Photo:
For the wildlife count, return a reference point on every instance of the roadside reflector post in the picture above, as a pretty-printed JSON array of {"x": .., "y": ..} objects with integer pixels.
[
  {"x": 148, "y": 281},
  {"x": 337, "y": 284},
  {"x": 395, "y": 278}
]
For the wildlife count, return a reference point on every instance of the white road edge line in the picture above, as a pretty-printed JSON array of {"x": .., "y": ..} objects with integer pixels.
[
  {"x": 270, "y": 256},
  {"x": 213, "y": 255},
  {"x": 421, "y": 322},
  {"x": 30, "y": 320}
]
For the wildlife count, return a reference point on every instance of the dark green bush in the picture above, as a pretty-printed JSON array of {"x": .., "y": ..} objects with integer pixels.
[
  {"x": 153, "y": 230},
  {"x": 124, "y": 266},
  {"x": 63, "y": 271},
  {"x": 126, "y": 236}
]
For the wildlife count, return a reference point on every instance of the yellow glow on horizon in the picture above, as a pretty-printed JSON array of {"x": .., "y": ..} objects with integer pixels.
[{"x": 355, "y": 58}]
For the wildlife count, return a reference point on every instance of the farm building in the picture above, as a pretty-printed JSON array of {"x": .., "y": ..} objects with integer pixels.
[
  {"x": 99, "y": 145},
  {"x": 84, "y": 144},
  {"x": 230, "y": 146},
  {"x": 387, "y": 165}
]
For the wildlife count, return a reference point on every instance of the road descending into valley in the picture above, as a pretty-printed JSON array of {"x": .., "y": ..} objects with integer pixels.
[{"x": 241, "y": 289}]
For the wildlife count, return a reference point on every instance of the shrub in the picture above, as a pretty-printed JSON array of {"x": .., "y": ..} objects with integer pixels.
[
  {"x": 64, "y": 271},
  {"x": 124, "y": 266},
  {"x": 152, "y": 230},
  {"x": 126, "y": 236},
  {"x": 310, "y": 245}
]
____________________
=== DESCRIPTION OF THE TASK ===
Copy the lines from the one with "of the yellow" through the last line of the material above, exactly as they are and with no others.

=== ANSWER TO THIS TASK ===
For the wildlife count, return a reference point on every instance of the yellow glow on horizon in the picture above, as a pretty-printed JSON array of {"x": .., "y": ..} objects with integer pixels.
[{"x": 355, "y": 58}]
For the wildlife count, return a reference point on every instance of the farm building in the picture above, as a pretty-printed JSON array of {"x": .., "y": ..} objects with integer pixels.
[
  {"x": 99, "y": 145},
  {"x": 84, "y": 144},
  {"x": 230, "y": 146},
  {"x": 387, "y": 165}
]
For the wildlife count, return a reference point on every instance of the road descending into valley in the picture above, as a pretty-printed JSON array of {"x": .., "y": ..} objects with integer pixels.
[{"x": 241, "y": 289}]
For the wildlife count, return a reference point on every instance of the shrub in the picture above, as a pretty-printed JSON array of {"x": .., "y": ..} objects with integer pixels.
[
  {"x": 64, "y": 271},
  {"x": 124, "y": 266},
  {"x": 152, "y": 230},
  {"x": 126, "y": 236},
  {"x": 310, "y": 245}
]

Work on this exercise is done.